Source data>
• • • • • • •
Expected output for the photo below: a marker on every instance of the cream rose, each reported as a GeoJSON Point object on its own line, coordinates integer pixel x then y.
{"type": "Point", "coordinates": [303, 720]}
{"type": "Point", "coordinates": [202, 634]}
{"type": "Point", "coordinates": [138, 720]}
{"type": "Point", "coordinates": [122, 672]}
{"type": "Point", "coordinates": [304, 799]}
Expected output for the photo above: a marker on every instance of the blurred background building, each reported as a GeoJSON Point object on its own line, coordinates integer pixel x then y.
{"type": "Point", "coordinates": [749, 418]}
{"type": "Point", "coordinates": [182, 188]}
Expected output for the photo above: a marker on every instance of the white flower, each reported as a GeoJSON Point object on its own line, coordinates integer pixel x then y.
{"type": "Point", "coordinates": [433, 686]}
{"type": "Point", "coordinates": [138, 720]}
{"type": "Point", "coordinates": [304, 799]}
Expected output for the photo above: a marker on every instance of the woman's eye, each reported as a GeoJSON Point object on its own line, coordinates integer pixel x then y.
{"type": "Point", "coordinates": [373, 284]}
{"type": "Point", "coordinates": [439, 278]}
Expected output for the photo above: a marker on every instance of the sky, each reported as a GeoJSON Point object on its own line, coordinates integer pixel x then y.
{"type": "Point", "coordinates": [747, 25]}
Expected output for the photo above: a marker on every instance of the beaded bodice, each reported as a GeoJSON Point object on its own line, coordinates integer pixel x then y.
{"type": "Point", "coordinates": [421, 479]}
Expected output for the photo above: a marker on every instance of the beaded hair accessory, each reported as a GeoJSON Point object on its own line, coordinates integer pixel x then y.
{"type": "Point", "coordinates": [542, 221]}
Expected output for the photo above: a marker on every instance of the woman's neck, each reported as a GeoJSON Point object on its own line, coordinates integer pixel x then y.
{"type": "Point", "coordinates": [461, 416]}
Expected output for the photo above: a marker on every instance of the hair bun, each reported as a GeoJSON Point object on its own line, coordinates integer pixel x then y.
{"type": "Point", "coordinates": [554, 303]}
• • • • • • •
Exercise brief> Exactly and only the lines from the line containing "of the white" through the last line of the entries should be copied, both ends included.

Exercise response>
Expected output for the photo above: a marker on every instance of the white flower, each reported as a GeoJSON Point object on its own line, coordinates integer pixel x then y.
{"type": "Point", "coordinates": [433, 686]}
{"type": "Point", "coordinates": [138, 720]}
{"type": "Point", "coordinates": [304, 799]}
Expected output for the photo above: a marker on every instance of the woman's eye, each reported as a GeoJSON Point object on its own line, coordinates integer pixel x then y.
{"type": "Point", "coordinates": [373, 284]}
{"type": "Point", "coordinates": [439, 278]}
Expected output for the photo above: a marker on every instance of the sky, each reported as a GeoJSON Point object on its own line, coordinates integer pixel x then y.
{"type": "Point", "coordinates": [747, 25]}
Expected output for the photo above: a marker on every instance of the beaded bodice, each reported as a GeoJSON Point object on its own line, coordinates integer pixel x then y.
{"type": "Point", "coordinates": [421, 479]}
Expected output for the photo above: a marker on every instance of the beaded hair accessory, each reported as a GeoJSON Point object on its own line, coordinates integer pixel x then y.
{"type": "Point", "coordinates": [542, 221]}
Expected output for the photo above: a marker on every instance of the woman's neck, each reported as a GeoJSON Point object on its own line, coordinates integer pixel x then y.
{"type": "Point", "coordinates": [461, 416]}
Expected output for the photo above: a marker on every instance of the hair bun, each reported as a GeoJSON Point object on its own line, coordinates integer pixel x then y.
{"type": "Point", "coordinates": [554, 303]}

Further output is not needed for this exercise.